▶ **Exercises to complete**:
1 – In the G-6 kit notes, copy the passage from "There are mistakes" up to and including "by the way." word for word.
2 – According to the G-6 kit notes, which other version can be built from the kit with no additional parts?

▶ **Document segment**:
* * * * * * * * *
I've built one of these G-6s (well, mostly) and there's a couple of things I'd add.

 

There are mistakes in the instructions relating to the nominally early and late versions. Keep your wits and references about you when checking which parts are for your aircraft of choice. You can build a G-14 from this kit with no additional parts by the way.

 

There's nothing wrong with the wing mounted wheel bumps on this kit. This aftermarket is produced for the subsequent G-10 Erla as it only supplies the large wheel bumps and both schemes I believe require the small ones.

 

The MG131 beulen are a weak spot. They are too something (I cannot recall if they're too small, big, fat or thin :)). I used spare Hasegawa G-6 ones which look better. I also used Hasegawa prop blades as they looked better I suppose a Henri Dahne would be the ultimate upgrade here (lovely work).

 

The 'pit is pretty good in my opinion. A little bit of extra detail scratched in would help and as Thierry says, get some replacement seatbelts (Radu's are still the best).

 

Get rid of the horrible, totally un-prototypical 'hinges' that attach the canopy. The canopy was attached by pins at either end which were invisible. Watch out for the fit of the rear bulkhead behind the pilot's head. It should sit flush with the fuselage sides (if you see what I mean), there's no ridge around that part. Here's an image that shows:

 

https://www.flickr.com/photos/28092068@N03/27443678928/in/feed

 

U/C is a bit of a tricksy assembly and may be quite weak, you have brass so no worries there.
* * * * * * * * *
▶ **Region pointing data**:
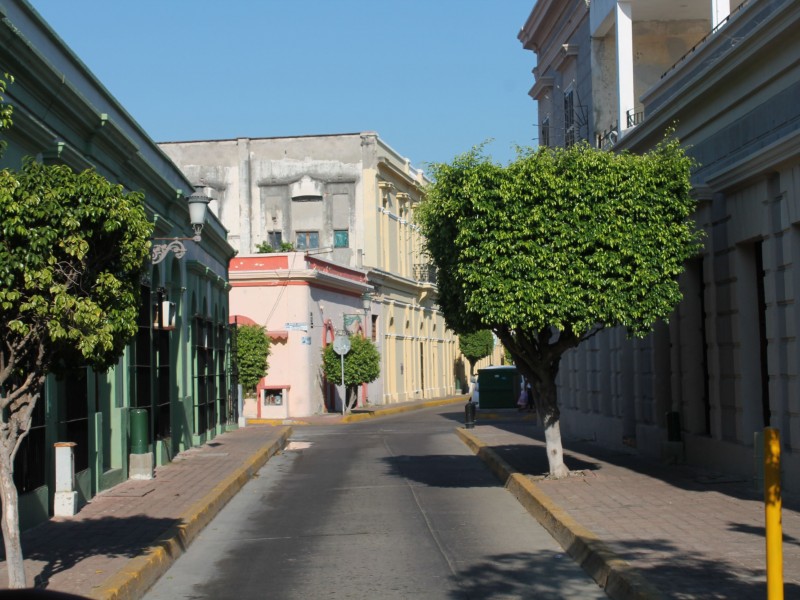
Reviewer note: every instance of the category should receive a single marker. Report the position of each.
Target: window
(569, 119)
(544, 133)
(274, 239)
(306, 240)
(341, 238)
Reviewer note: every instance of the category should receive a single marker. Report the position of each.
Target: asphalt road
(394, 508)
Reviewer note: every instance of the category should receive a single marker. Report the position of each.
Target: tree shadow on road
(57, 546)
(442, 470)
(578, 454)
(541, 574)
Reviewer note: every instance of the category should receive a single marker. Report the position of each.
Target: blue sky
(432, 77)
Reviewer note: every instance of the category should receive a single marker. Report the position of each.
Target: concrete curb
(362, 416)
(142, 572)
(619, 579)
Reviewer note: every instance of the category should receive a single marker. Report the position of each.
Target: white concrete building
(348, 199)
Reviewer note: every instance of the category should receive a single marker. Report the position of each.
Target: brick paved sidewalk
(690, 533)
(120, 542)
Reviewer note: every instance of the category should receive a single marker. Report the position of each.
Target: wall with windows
* * * * * * * * *
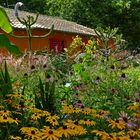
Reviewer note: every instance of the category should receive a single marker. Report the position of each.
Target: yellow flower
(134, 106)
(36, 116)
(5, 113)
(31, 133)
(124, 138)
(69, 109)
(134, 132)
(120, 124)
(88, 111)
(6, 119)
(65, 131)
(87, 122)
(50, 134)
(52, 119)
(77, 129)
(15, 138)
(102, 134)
* * * * * * * * *
▶ **Exercise solutions**:
1 –
There are mistakes in the instructions relating to the nominally early and late versions. Keep your wits and references about you when checking which parts are for your aircraft of choice. You can build a G-14 from this kit with no additional parts by the way.

2 – A G-14.